- Your goal
Swap "Indicate" for "Mark" in the entries from the first line up to and including the line with "pixel 12 512", leaving everything else unchanged. Give back only those lines, without the pictures.

- Supplied data

*-*-*

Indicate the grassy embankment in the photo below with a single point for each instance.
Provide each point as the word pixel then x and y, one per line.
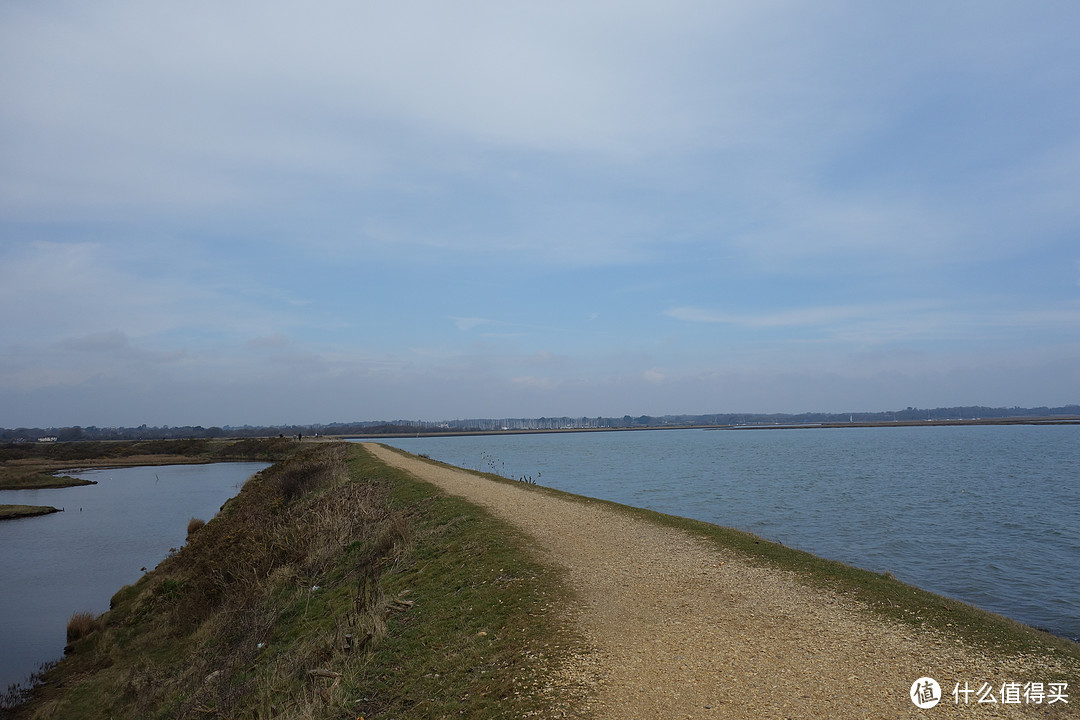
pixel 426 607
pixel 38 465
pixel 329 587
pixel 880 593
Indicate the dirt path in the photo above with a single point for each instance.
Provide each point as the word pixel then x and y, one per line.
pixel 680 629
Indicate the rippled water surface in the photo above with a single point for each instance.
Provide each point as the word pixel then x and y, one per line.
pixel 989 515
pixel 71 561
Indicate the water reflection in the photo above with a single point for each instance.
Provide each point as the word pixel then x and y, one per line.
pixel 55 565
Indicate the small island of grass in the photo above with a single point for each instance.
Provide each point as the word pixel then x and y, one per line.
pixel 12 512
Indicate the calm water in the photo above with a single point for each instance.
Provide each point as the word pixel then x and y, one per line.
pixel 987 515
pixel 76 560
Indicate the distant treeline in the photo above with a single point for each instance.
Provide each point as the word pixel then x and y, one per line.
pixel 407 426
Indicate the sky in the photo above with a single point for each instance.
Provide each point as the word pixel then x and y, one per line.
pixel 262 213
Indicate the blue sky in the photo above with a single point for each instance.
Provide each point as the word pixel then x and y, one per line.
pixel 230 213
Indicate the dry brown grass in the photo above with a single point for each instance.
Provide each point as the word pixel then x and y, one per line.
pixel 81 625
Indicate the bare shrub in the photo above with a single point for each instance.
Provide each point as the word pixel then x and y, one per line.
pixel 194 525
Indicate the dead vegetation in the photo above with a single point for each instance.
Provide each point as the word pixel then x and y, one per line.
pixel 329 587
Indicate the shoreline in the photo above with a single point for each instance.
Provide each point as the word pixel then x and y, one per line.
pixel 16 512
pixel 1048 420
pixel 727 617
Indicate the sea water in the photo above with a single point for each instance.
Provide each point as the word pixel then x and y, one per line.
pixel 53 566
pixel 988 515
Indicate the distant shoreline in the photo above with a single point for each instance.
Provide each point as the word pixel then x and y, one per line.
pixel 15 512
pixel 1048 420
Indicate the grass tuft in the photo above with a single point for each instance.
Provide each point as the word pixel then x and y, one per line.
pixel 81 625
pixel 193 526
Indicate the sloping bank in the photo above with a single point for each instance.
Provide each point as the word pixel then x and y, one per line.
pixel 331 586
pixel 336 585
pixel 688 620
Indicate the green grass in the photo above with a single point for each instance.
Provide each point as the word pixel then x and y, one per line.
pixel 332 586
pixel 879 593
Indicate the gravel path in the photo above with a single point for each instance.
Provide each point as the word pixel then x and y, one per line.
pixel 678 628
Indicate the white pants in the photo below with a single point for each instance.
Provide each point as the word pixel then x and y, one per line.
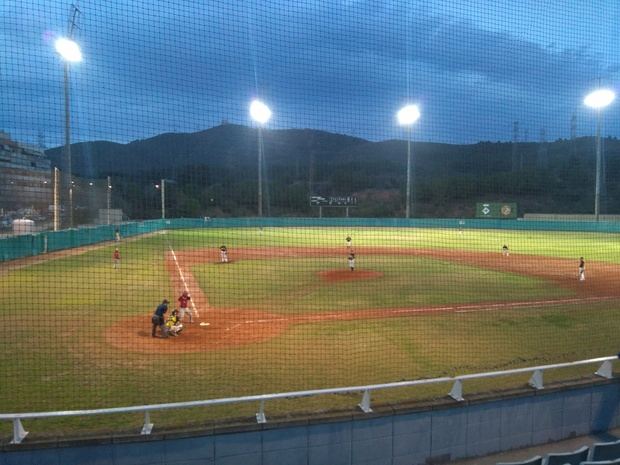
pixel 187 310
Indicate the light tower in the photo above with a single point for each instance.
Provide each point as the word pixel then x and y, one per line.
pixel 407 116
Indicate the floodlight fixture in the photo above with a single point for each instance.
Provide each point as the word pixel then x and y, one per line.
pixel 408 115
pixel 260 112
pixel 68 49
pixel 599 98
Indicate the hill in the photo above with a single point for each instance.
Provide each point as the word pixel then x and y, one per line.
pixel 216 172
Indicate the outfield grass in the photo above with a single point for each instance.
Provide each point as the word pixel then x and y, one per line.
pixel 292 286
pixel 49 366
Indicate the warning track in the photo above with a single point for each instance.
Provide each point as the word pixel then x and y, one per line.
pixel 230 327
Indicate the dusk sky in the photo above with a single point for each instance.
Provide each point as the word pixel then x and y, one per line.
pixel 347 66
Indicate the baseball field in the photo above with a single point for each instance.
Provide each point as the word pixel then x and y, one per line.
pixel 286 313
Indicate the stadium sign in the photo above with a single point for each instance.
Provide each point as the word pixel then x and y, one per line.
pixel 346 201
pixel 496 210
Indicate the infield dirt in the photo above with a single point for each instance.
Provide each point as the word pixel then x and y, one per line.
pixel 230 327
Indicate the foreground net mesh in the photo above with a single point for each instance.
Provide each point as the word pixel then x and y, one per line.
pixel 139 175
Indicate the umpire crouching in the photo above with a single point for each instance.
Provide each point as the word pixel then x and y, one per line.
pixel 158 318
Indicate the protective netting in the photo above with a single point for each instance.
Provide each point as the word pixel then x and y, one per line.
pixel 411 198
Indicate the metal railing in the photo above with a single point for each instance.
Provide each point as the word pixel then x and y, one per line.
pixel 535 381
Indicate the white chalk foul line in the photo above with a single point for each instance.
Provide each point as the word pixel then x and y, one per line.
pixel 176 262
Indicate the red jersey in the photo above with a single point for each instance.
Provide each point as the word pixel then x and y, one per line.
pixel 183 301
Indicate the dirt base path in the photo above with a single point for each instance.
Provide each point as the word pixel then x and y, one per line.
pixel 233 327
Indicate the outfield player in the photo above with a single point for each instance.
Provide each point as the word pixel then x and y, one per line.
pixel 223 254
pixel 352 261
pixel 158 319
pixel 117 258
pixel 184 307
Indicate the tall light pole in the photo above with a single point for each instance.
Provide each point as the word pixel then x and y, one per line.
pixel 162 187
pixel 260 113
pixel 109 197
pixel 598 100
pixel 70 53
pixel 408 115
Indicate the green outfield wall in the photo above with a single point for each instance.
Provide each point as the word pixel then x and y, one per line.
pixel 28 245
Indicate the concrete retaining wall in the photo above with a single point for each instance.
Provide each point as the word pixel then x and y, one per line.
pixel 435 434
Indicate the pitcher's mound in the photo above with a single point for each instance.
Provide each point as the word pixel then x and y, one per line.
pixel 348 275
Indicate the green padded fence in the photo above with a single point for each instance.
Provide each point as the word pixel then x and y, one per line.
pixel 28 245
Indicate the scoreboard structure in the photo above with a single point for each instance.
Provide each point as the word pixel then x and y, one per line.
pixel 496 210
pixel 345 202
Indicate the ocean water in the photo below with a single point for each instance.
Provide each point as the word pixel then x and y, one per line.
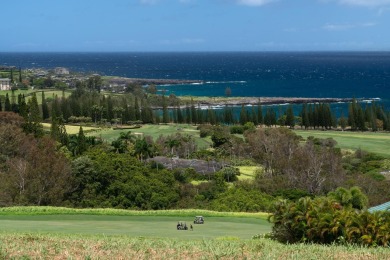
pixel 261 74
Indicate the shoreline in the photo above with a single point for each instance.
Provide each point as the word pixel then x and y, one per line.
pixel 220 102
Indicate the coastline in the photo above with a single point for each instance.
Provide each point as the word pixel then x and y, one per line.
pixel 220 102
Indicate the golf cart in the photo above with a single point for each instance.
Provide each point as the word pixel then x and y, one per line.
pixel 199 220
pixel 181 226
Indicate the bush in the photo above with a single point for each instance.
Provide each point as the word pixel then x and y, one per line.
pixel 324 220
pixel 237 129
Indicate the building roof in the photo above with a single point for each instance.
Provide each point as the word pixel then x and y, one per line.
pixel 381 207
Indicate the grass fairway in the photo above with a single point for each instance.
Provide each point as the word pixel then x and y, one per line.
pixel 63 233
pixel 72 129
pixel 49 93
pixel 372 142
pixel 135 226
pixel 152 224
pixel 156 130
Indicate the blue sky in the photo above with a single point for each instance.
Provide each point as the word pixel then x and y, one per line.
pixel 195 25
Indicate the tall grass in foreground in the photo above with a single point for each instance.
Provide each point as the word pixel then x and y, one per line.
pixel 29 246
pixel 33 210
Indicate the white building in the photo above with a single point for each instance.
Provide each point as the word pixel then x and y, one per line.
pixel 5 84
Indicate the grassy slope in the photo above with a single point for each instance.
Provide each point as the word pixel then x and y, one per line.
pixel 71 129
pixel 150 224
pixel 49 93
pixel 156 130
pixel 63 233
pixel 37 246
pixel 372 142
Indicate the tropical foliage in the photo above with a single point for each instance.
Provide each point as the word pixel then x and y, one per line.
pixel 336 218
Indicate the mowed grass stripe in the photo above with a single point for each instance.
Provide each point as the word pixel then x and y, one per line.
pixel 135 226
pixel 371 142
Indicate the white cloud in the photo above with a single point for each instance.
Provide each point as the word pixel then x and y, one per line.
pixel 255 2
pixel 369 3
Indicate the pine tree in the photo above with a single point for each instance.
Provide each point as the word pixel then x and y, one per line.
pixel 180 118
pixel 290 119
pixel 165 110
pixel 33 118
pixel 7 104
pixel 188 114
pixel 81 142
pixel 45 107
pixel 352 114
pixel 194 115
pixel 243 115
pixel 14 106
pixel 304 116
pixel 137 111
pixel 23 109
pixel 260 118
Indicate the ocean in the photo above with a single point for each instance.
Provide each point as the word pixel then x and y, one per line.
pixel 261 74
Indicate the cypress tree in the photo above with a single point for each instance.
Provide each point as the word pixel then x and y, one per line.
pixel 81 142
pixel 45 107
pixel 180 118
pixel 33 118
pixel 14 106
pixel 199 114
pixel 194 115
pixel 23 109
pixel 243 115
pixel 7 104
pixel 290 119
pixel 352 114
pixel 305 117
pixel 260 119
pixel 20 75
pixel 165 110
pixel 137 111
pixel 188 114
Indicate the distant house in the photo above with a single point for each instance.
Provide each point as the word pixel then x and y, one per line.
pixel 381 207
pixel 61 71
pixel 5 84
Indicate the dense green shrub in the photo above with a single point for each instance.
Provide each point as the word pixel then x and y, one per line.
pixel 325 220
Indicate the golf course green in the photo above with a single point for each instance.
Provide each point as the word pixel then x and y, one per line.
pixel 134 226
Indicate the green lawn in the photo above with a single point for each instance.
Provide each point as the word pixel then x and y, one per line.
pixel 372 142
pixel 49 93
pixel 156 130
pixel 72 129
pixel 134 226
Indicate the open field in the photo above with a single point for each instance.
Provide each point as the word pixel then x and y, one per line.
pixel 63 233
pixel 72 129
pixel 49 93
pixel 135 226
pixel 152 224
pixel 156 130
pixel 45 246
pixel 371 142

*-*-*

- The reply
Mark the grassy embankment in the photo below with a single point for each instance.
Provide each point as the word pixel then x and y, one per line.
pixel 426 607
pixel 38 465
pixel 329 587
pixel 880 593
Mark the dirt path in the photo above with a single point for each instance.
Provide each point as the word pixel then x and y, one per line.
pixel 680 629
Mark the rippled water surface in the photo above with a single point for each instance.
Provide each point as the word pixel then x and y, one per line.
pixel 989 515
pixel 71 561
Mark the water reflection in the photo above with a single point for each instance.
Provide each point as the word pixel then x and y, one per line.
pixel 55 565
Mark the small island of grass in the photo above with a single point for each instance.
Provide each point as the word pixel then x and y, one per line.
pixel 12 512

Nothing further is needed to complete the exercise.